### Supplied records

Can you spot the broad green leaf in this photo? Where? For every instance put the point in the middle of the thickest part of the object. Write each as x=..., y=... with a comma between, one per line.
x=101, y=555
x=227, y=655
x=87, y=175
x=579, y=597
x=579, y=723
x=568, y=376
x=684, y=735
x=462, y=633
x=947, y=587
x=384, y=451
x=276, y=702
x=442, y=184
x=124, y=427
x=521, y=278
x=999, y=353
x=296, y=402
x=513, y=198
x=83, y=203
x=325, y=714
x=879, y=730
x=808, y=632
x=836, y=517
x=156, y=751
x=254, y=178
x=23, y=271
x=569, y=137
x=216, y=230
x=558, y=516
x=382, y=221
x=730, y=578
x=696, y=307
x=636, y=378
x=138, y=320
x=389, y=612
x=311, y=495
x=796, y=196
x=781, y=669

######
### Supplied records

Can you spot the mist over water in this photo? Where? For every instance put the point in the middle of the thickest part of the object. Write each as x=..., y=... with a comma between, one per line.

######

Exercise – How many lines in the material above contain the word "middle"? Reply with the number only.

Answer to this task – 2